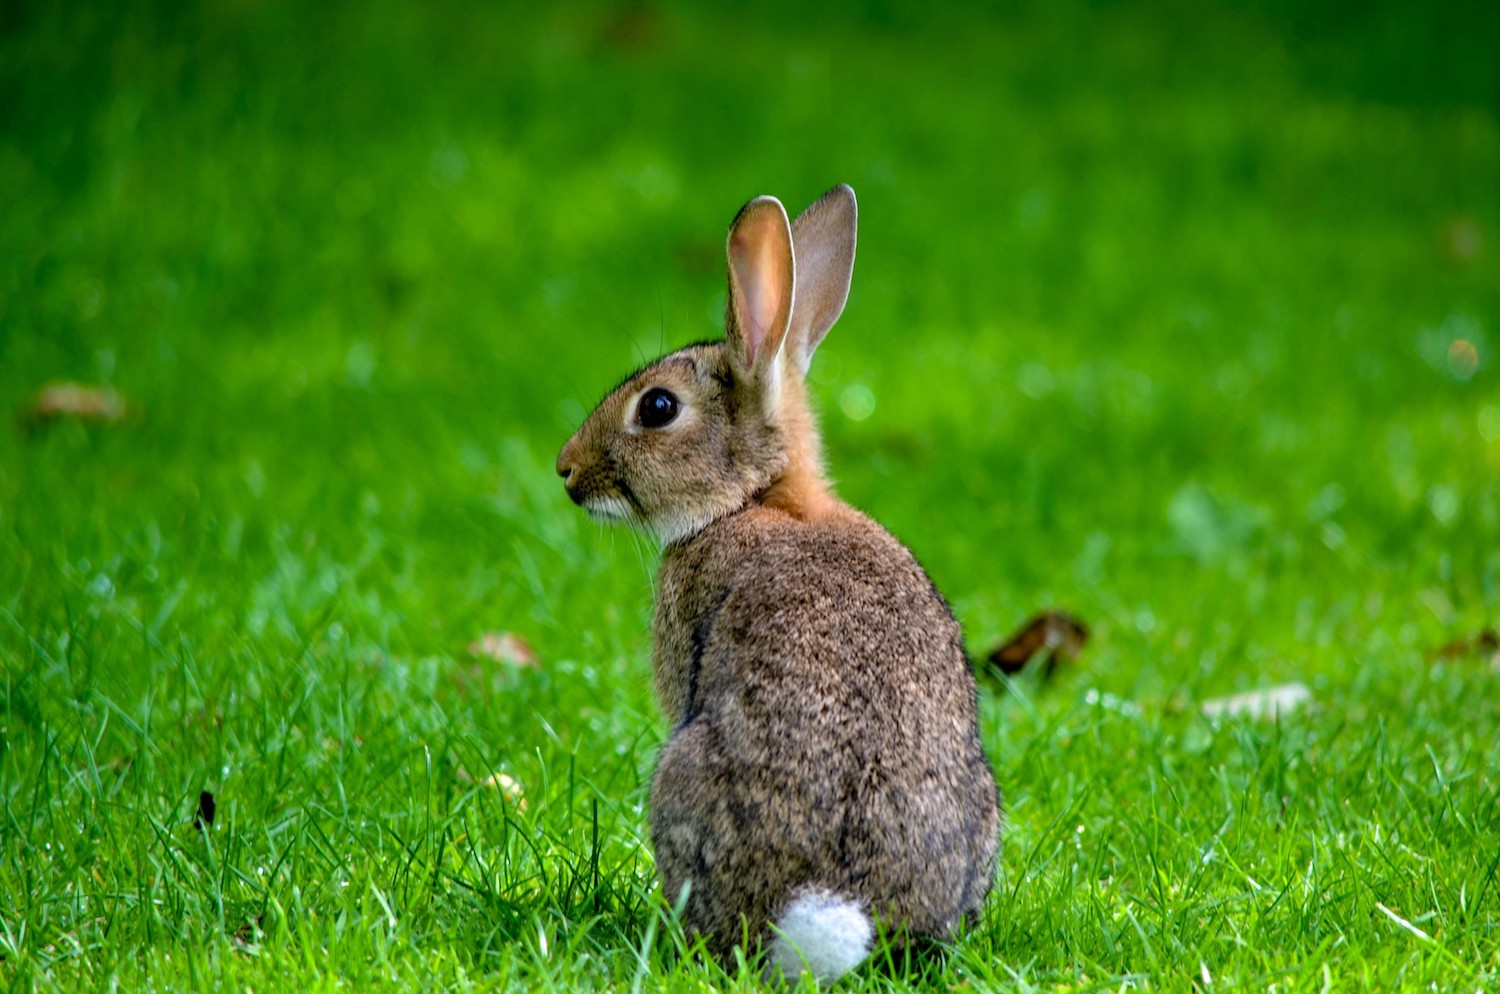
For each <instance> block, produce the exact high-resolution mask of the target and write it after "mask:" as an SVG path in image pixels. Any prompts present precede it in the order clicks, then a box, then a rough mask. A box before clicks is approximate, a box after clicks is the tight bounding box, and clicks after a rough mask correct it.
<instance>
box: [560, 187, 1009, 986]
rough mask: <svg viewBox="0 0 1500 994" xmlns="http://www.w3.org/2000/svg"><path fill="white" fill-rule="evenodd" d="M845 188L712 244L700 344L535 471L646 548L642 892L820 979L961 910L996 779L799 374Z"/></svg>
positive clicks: (933, 609) (937, 612)
mask: <svg viewBox="0 0 1500 994" xmlns="http://www.w3.org/2000/svg"><path fill="white" fill-rule="evenodd" d="M855 222H856V208H855V196H853V190H850V189H849V187H847V186H838V187H834V189H832V190H829V192H828V193H826V195H825V196H823V198H822V199H819V201H817V202H816V204H813V205H811V207H808V208H807V211H804V213H802V214H801V216H799V217H798V219H796V222H795V223H789V222H787V216H786V210H784V208H783V207H781V204H780V201H777V199H775V198H769V196H760V198H756V199H753V201H750V202H748V204H745V207H744V208H742V210H741V211H739V214H738V216H736V217H735V220H733V225H732V226H730V229H729V240H727V256H729V303H727V307H726V334H724V339H723V340H718V342H708V343H699V345H690V346H687V348H682V349H678V351H675V352H672V354H669V355H666V357H663V358H660V360H657V361H655V363H651V364H649V366H646V367H645V369H642V370H640V372H637V373H634V375H633V376H630V378H628V379H625V381H624V382H622V384H621V385H619V387H616V388H615V390H613V391H612V393H610V394H609V396H606V397H604V400H603V402H601V403H600V405H598V408H597V409H595V411H594V412H592V414H591V415H589V418H588V420H586V421H585V423H583V426H582V427H579V430H577V432H576V433H574V435H573V438H571V439H570V441H568V442H567V445H565V447H564V448H562V451H561V454H559V457H558V472H559V474H561V475H562V477H564V481H565V487H567V492H568V495H570V496H571V499H573V501H574V502H577V504H579V505H582V507H583V508H586V510H588V511H589V513H591V514H592V516H594V517H598V519H603V520H627V522H631V523H634V525H637V526H642V528H645V529H648V531H651V532H654V534H655V535H657V537H658V538H660V541H661V543H663V544H664V553H663V559H661V567H660V576H658V583H657V598H655V615H654V622H652V636H654V679H655V693H657V697H658V702H660V705H661V709H663V712H664V714H666V717H667V718H669V720H670V721H672V723H673V724H675V729H673V732H672V735H670V739H669V741H667V744H666V747H664V748H663V750H661V754H660V760H658V763H657V769H655V775H654V778H652V784H651V840H652V846H654V850H655V861H657V868H658V871H660V876H661V883H663V889H664V895H666V900H667V901H669V903H675V901H678V900H682V898H684V895H685V904H684V910H682V921H684V925H685V928H687V930H688V933H691V934H700V936H702V937H703V939H705V943H706V946H708V949H709V951H711V952H712V954H714V955H724V954H727V952H729V951H730V949H732V948H733V946H735V945H738V943H739V942H741V939H742V937H748V940H750V949H748V952H751V954H753V952H754V951H756V948H759V946H768V960H769V970H771V972H777V970H780V972H784V973H789V975H795V973H796V972H798V970H801V969H807V970H810V972H813V973H814V975H816V976H817V978H819V979H823V981H828V979H834V978H835V976H838V975H841V973H843V972H846V970H849V969H852V967H853V966H855V964H858V961H859V960H862V958H864V955H865V954H867V951H868V949H870V943H871V940H873V936H874V931H876V930H880V931H885V933H888V934H889V936H892V937H894V939H895V940H897V942H901V940H903V937H915V936H927V937H936V939H947V937H950V936H951V934H953V931H954V928H956V927H957V925H959V922H960V921H963V919H966V918H971V916H974V915H975V913H977V910H978V909H980V904H981V903H983V901H984V897H986V894H987V892H989V889H990V885H992V880H993V874H995V864H996V852H998V844H999V825H1001V813H999V790H998V787H996V783H995V775H993V772H992V769H990V765H989V760H987V759H986V754H984V750H983V747H981V742H980V727H978V717H977V688H975V679H974V675H972V672H971V667H969V660H968V655H966V652H965V646H963V637H962V633H960V630H959V624H957V622H956V621H954V616H953V613H951V610H950V607H948V604H947V601H945V600H944V598H942V595H941V594H939V592H938V591H936V588H935V586H933V583H932V580H930V579H929V577H927V574H926V573H924V571H922V568H921V565H918V562H916V559H915V558H913V556H912V553H910V552H909V550H907V549H906V547H904V546H901V544H900V543H898V541H897V540H895V538H892V537H891V535H889V532H886V531H885V529H883V528H880V526H879V525H877V523H876V522H873V520H871V519H870V517H865V516H864V514H861V513H859V511H856V510H853V508H852V507H849V505H846V504H843V502H841V501H838V499H837V498H835V496H834V495H832V490H831V487H829V483H828V478H826V475H825V474H823V466H822V450H820V442H819V436H817V427H816V423H814V418H813V412H811V408H810V406H808V400H807V391H805V381H804V375H805V372H807V367H808V363H810V360H811V355H813V352H814V349H816V348H817V345H819V343H820V342H822V339H823V336H825V334H826V333H828V328H829V327H831V325H832V324H834V321H837V318H838V315H840V313H841V312H843V306H844V301H846V297H847V292H849V282H850V276H852V268H853V249H855Z"/></svg>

□ □ □

TASK BRIEF = Repeat exactly the lines from the start of the entries down to the line with "rough mask: <svg", keeping both ends but none of the pictures.

TASK RESPONSE =
For each <instance> block, produce the exact high-resolution mask of the target and write it after "mask:" as an SVG path in image pixels. Any prompts present precede it in the order clicks, then a box, then a rough mask. A box before clicks is approximate, a box after clicks is the tight bounding box, and clicks after a rough mask correct it.
<instance>
box: [560, 187, 1009, 986]
rough mask: <svg viewBox="0 0 1500 994" xmlns="http://www.w3.org/2000/svg"><path fill="white" fill-rule="evenodd" d="M845 188L712 244L700 344L535 471L646 548L642 892L820 979L961 910L996 779L799 374Z"/></svg>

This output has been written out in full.